··· Source document
Two recent works – one a collection of essays, the other a Broadway play -- address this same set of questions. Each comes from an author known for generating buzz and controversy, and each focuses on the creative writing workshop, that staple of writing programs and authors’ groups everywhere.

While book and play share a surprising amount of thematic ground, they arrive at very different conclusions, for the world that one author skewers with resigned affection, the other would entirely dismantle.

'Gleeful Cruelty'

Theresa Rebeck's résumé runs the gamut: fiction, nonfiction, film, television. (If you've seen her name in the news lately, it was likely attached to the media blitz for NBC's new musical drama "Smash," of which she is creator and executive producer.) She is also the author of the new play "Seminar," which opened on Broadway late last year.
······
▶ **Assignment**:
Rewrite the stretch of the writing-workshop passage from "While book and" through "late last year.", switching "affection" to "fondness".
··· Data records
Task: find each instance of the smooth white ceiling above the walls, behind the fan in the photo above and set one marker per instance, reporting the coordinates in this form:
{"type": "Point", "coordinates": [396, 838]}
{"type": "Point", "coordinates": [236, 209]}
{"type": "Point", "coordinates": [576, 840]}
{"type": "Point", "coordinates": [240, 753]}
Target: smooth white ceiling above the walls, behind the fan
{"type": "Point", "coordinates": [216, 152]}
······
▶ **Solved problem**:
While book and play share a surprising amount of thematic ground, they arrive at very different conclusions, for the world that one author skewers with resigned fondness, the other would entirely dismantle.

'Gleeful Cruelty'

Theresa Rebeck's résumé runs the gamut: fiction, nonfiction, film, television. (If you've seen her name in the news lately, it was likely attached to the media blitz for NBC's new musical drama "Smash," of which she is creator and executive producer.) She is also the author of the new play "Seminar," which opened on Broadway late last year.